→ Texto citado
M26 Pershing en acción cerca de Remagen.
Las tropas de refresco, sumidas en tenso silencio, miran con ojos temblorosos el pintoresco paisaje en el que se halla inmerso Remagen. Los Sherman rugen. Algunos mastodónticos M-26 Pershing, que se han sumado a última hora, ronronean con fuerza al tiempo que progresan hacia el puente. Todos ellos, sin excepción, apuntan sus cañones hacia la orilla opuesta.
Oficiales y tropa protegen el puente. Sus rostros demacrados dan una tétrica bienvenida a los refuerzos. Los primeros apenas se molestan en realizar indicaciones, pues el camino está expedito y no hay alemanes cerca para dar problemas.
Botas y cadenas se encaminan hacia la vía del tren que, elevada sobre un promontorio de tierra y grava, conduce a hombres y máquinas hacia el otro extremo. Cráteres por doquier. La guerra se ha cebado con los alrededores de uno de los últimos puentes que aún se mantiene en pie sobre el Rin.
Sin previo aviso, una sinfonía desgarradora se desata sobre las cabezas y las torretas de las moles de acero. La voz de alarma corre como la pólvora. ¡Es la Luftwaffe, la Fuerza Aérea alemana! Varios cazas a reacción Messerschmitt 262 surcan el cielo a velocidad endiablada.
Ilustración que recoge el ataque aéreo de varios Me-262 al puente de Remagen (créditos de la ilustración a su autor).
Como si de un acto reflejo se tratase, las baterías antiaéreas estadounidenses comienzan a escupir plomo sin contemplación alguna. Ráfagas letales que salpican el firmamento con infinidad de proyectiles asesinos. Los aviones alemanes intentan aproximarse al puente para echarlo abajo. Algo falló en la demolición que debía llevar a término la Wehrmacht el día 7 de Marzo. ¿Sabotaje? ¿Fallo técnico? ¡Qué más da, ya no hay vuelta atrás! Ahora le llega el turno a la otrora poderosa Luftwaffe.

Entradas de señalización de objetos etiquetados
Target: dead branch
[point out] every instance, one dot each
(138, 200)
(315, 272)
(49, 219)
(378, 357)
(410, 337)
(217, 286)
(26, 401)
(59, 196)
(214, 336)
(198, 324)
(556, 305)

→ Objetivo indicado A
Reproduce el fragmento del texto sobre Remagen que comienza en las palabras "Las tropas de" y termina después de "la orilla opuesta.", pero sustituye "pintoresco" por "apacible".
→ Objetivo indicado B
Contesta estas preguntas sobre el texto de Remagen:
(i) ¿Qué modelo de caza a reacción alemán sobrevuela el puente?
(ii) ¿Qué día debía la Wehrmacht llevar a término la demolición del puente?
(iii) ¿Sobre qué se eleva la vía del tren que conduce hacia el otro extremo?
→ Objetivo indicado C
Prosigue el relato del ataque aéreo al puente de Remagen a partir de su última frase.

→ Respuesta A
Las tropas de refresco, sumidas en tenso silencio, miran con ojos temblorosos el apacible paisaje en el que se halla inmerso Remagen. Los Sherman rugen. Algunos mastodónticos M-26 Pershing, que se han sumado a última hora, ronronean con fuerza al tiempo que progresan hacia el puente. Todos ellos, sin excepción, apuntan sus cañones hacia la orilla opuesta.

→ Respuesta B
(i) El Messerschmitt 262.
(ii) El 7 de marzo.
(iii) Sobre un promontorio de tierra y grava.

→ Respuesta C
Cientos de soldados corren en desbandada. Los oficiales se desgañitan en un vano intento por poner orden en medio de aquel ruido ensordecedor. Pájaros de muerte sobrevuelan el puente Ludendorff con cargas mortíferas bajo sus alas. Los aparatos germanos, pasada tras pasada, dejan caer sus bombas. Ninguno de ellos logra alcanzar el objetivo. Géiseres de agua y tierra emergen del cauce del río y sus inmediaciones. Algunos de ellos pagan cara la osadía. Las piezas antiaéreas norteamericanas siegan el cielo con potencia abrumadora. Incluso algunos hombres y carros de combate se suman a la defensa y apuntan sus armas hacia la amenaza volante. Más de un Me-262 deja tras de sí una estela de denso humo negro. Otros, menos afortunados, estallan en el aire convertidos en una abrasadora bola de fuego cegadora. Las explosiones son terroríficas.
Nuestro soldado novato, pegado al suelo como una lapa, reza a todas las deidades conocidas tras contemplar la destrucción a su alrededor. Por su parte, los curtidos veteranos, recostados sobre la loma del entramado ferroviario o desde el interior de algún cráter, contemplan con cierta curiosidad el vuelo de los Me-262. Entre bombazos y sacudidas, incluso alguno se atreve a prender un cigarrillo. Con criterio experto, hay quien asegura que el tabaco templa los nervios en semejantes situaciones.
Soldados norteamericanos se encaminan hacia el puente. En primer término un vehículo dotado de arma antiaérea.
¡Adelante, adelante! Se escucha decir en repetidas ocasiones a los oficiales y suboficiales que, en pie, esbozan aspavientos para conducir a sus hombres hacia el puente. En cuestión de minutos, con el cielo ya casi despejado de presencia enemiga, hombres y blindados irrumpen en la majestuosa pasarela.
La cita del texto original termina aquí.